→ Exercise goal
Could you lay out every line of these items as a Markdown table with the columns "Row" and "Line", skipping blank lines and leaving the pictures out?

#### Task material

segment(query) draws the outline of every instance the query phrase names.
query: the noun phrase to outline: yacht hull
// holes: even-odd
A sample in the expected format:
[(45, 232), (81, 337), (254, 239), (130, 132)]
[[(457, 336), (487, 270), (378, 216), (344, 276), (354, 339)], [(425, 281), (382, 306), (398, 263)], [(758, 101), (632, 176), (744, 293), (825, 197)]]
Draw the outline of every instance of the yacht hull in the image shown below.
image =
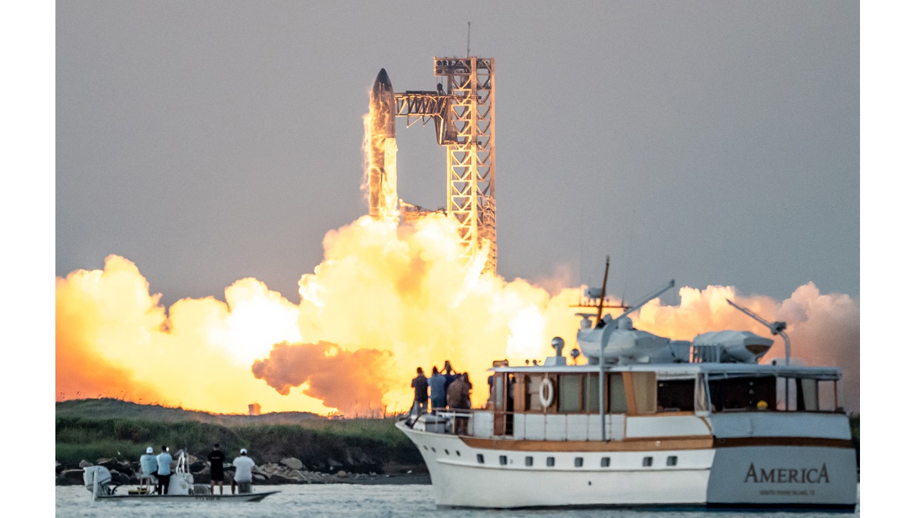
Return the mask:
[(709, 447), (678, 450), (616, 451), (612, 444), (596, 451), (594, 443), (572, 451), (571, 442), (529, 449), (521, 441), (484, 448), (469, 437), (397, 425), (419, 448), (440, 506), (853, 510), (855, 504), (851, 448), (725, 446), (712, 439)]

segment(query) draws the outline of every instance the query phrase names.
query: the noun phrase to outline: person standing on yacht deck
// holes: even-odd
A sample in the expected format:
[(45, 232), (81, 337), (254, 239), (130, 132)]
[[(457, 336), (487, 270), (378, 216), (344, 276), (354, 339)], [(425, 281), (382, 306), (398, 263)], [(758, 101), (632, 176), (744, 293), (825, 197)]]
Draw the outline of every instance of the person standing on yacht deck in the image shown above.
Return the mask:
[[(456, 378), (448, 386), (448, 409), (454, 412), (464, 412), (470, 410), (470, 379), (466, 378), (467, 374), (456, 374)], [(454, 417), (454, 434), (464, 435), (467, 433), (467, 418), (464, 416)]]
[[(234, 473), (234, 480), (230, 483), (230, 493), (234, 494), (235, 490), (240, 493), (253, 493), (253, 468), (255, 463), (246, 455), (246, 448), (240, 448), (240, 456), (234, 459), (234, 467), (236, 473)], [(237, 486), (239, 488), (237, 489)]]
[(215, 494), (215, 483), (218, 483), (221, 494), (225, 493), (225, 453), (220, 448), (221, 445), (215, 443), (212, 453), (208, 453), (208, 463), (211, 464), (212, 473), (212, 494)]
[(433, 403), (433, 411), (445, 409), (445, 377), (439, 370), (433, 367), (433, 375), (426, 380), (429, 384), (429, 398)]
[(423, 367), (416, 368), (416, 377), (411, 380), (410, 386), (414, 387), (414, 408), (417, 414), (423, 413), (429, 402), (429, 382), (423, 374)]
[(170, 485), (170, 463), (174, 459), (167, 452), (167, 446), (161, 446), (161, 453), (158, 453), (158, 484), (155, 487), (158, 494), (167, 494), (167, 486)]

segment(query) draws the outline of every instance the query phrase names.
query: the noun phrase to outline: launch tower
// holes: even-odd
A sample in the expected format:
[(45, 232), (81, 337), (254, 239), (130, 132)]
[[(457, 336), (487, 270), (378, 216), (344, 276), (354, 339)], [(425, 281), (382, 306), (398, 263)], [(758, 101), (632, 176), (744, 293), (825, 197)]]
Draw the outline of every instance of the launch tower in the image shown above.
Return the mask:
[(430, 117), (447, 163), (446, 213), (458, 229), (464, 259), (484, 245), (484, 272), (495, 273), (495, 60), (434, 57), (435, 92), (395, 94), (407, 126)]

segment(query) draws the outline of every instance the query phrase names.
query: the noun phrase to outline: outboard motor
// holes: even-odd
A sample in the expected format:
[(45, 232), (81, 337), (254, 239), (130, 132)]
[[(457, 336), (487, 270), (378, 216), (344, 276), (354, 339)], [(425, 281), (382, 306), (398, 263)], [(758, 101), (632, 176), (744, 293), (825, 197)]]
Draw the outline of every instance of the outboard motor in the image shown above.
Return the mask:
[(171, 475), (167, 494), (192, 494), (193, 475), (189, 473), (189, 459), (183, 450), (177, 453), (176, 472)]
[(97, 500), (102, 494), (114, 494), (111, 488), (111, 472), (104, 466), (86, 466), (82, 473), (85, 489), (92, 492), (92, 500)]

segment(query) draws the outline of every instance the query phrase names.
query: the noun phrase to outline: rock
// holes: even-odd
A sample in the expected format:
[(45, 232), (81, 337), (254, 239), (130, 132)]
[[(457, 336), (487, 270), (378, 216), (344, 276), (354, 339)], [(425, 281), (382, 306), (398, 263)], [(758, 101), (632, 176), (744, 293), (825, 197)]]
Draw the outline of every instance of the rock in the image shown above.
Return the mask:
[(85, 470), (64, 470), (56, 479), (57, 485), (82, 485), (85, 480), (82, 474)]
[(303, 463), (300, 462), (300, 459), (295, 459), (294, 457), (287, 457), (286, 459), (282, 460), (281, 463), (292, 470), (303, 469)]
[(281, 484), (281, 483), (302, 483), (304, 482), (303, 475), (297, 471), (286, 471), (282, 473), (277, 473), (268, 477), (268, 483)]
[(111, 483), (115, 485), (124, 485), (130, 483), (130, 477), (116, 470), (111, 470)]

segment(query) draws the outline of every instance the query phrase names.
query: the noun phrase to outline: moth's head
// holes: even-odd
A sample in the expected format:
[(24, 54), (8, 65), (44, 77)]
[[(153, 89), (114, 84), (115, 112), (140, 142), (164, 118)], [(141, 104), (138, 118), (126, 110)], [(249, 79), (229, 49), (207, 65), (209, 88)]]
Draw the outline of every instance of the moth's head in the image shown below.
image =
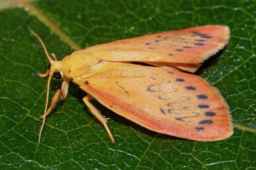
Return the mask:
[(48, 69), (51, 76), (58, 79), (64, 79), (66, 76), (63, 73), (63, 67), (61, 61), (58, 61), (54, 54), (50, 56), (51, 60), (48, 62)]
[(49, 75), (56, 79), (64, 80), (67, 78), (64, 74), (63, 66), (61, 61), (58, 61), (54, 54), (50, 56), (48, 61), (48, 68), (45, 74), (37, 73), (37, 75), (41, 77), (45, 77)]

########

→ Complete answer
| Row | Line |
|---|---|
| 1 | segment(query) draws the outline of every instance the query phrase names. |
| 2 | query: the noun phrase to outline: yacht hull |
| 3 | // holes: even-odd |
| 4 | A sample in the expected format: |
| 5 | [(45, 232), (81, 337), (254, 239), (130, 132)] |
| 6 | [[(457, 336), (487, 270), (378, 216), (344, 276), (354, 339)], [(425, 281), (382, 306), (398, 263)], [(758, 101), (632, 176), (744, 293), (825, 197)]] |
| 7 | Draw the outline of every instance of the yacht hull in the image shown below. |
| 8 | image = |
| 9 | Return the mask: |
| 10 | [(709, 447), (678, 450), (616, 451), (612, 444), (596, 451), (594, 443), (572, 451), (571, 442), (529, 449), (521, 441), (484, 448), (469, 437), (397, 425), (419, 448), (440, 506), (853, 510), (855, 504), (851, 448), (725, 446), (712, 439)] |
| 11 | segment(query) draws the outline of every instance the query phrase names. |
| 12 | query: the noun phrase to outline: person standing on yacht deck |
| 13 | // holes: even-odd |
| 14 | A sample in the expected format: |
| 15 | [(45, 232), (81, 337), (254, 239), (130, 132)] |
| 16 | [[(457, 336), (487, 270), (378, 216), (344, 276), (354, 339)], [(425, 281), (382, 306), (398, 263)], [(758, 101), (632, 176), (744, 293), (825, 197)]] |
| 17 | Draw the outline of every instance of the person standing on yacht deck in the image shown above. |
| 18 | Return the mask: |
| 19 | [[(456, 378), (448, 386), (448, 409), (454, 412), (464, 412), (470, 410), (470, 379), (466, 378), (467, 374), (456, 374)], [(454, 417), (454, 434), (464, 435), (467, 433), (467, 418), (464, 416)]] |
| 20 | [[(234, 473), (234, 480), (230, 483), (230, 493), (234, 494), (235, 490), (240, 493), (253, 493), (253, 468), (255, 463), (246, 455), (246, 448), (240, 448), (240, 456), (234, 459), (234, 467), (236, 473)], [(237, 486), (239, 488), (237, 489)]] |
| 21 | [(215, 494), (215, 483), (218, 483), (221, 494), (225, 493), (225, 453), (220, 448), (221, 445), (215, 443), (212, 453), (208, 453), (208, 463), (211, 464), (212, 473), (212, 494)] |
| 22 | [(433, 403), (433, 411), (445, 409), (445, 377), (439, 370), (433, 367), (433, 375), (426, 380), (429, 384), (429, 398)] |
| 23 | [(423, 367), (416, 368), (416, 377), (411, 380), (410, 386), (414, 387), (414, 408), (417, 414), (423, 413), (429, 402), (429, 382), (423, 374)] |
| 24 | [(170, 485), (170, 463), (174, 459), (167, 452), (167, 446), (161, 446), (161, 453), (158, 453), (158, 484), (155, 487), (158, 494), (167, 494), (167, 486)] |
| 25 | segment(query) draws the outline of every instance the query phrase names. |
| 26 | query: the noun phrase to outline: launch tower |
| 27 | // holes: even-odd |
| 28 | A sample in the expected format: |
| 29 | [(45, 232), (81, 337), (254, 239), (130, 132)] |
| 30 | [[(457, 336), (487, 270), (378, 216), (344, 276), (354, 339)], [(425, 281), (382, 306), (398, 263)], [(758, 101), (632, 176), (744, 293), (825, 197)]] |
| 31 | Draw the outline of every instance of the launch tower in the image shown above. |
| 32 | Return the mask: |
| 33 | [(430, 117), (447, 163), (446, 213), (458, 229), (464, 259), (484, 245), (484, 272), (495, 273), (495, 60), (434, 57), (435, 92), (395, 94), (407, 126)] |
| 34 | segment(query) draws the outline of every instance the query phrase names. |
| 35 | query: the noun phrase to outline: outboard motor |
| 36 | // holes: even-odd |
| 37 | A sample in the expected format: |
| 38 | [(45, 232), (81, 337), (254, 239), (130, 132)] |
| 39 | [[(457, 336), (487, 270), (378, 216), (344, 276), (354, 339)], [(425, 281), (382, 306), (398, 263)], [(758, 101), (632, 176), (744, 293), (825, 197)]] |
| 40 | Draw the outline of every instance of the outboard motor in the image shown above. |
| 41 | Return the mask: |
| 42 | [(171, 475), (167, 494), (192, 494), (193, 475), (189, 473), (189, 459), (183, 450), (177, 453), (176, 472)] |
| 43 | [(97, 500), (102, 494), (114, 494), (111, 488), (111, 472), (104, 466), (86, 466), (82, 473), (85, 489), (92, 492), (92, 500)] |
| 44 | segment(query) draws the outline of every instance the query phrase names. |
| 45 | query: the noun phrase to outline: rock |
| 46 | // holes: even-odd |
| 47 | A sample in the expected format: |
| 48 | [(45, 232), (81, 337), (254, 239), (130, 132)] |
| 49 | [[(457, 336), (487, 270), (378, 216), (344, 276), (354, 339)], [(425, 281), (382, 306), (398, 263)], [(758, 101), (632, 176), (744, 293), (825, 197)]] |
| 50 | Draw the outline of every instance of the rock in the image shown above. |
| 51 | Return the mask: |
| 52 | [(85, 470), (64, 470), (56, 479), (57, 485), (82, 485), (85, 480), (82, 474)] |
| 53 | [(303, 463), (300, 462), (300, 459), (295, 459), (294, 457), (287, 457), (286, 459), (282, 460), (281, 463), (292, 470), (303, 469)] |
| 54 | [(281, 484), (281, 483), (302, 483), (304, 482), (303, 475), (297, 471), (286, 471), (282, 473), (277, 473), (268, 477), (268, 483)] |
| 55 | [(111, 483), (115, 485), (124, 485), (130, 483), (130, 477), (116, 470), (111, 470)] |
| 56 | segment(query) draws the outline of every instance the query phrase names. |
| 57 | query: the noun phrase to outline: moth's head |
| 58 | // holes: even-odd |
| 59 | A sample in the expected format: |
| 60 | [(24, 54), (8, 65), (44, 77)] |
| 61 | [[(153, 89), (114, 84), (115, 112), (140, 142), (164, 118)], [(141, 104), (138, 118), (126, 110)], [(249, 79), (229, 49), (207, 65), (209, 88)]] |
| 62 | Draw the outline of every instance of the moth's head in the image shown below. |
| 63 | image = |
| 64 | Return the mask: |
| 65 | [(48, 69), (51, 76), (58, 79), (64, 79), (66, 76), (63, 73), (63, 67), (61, 61), (58, 61), (54, 54), (50, 56), (51, 60), (48, 62)] |
| 66 | [(49, 75), (56, 79), (64, 80), (67, 78), (64, 74), (63, 66), (61, 61), (58, 61), (54, 54), (50, 56), (48, 61), (48, 68), (45, 74), (37, 73), (37, 75), (41, 77), (45, 77)] |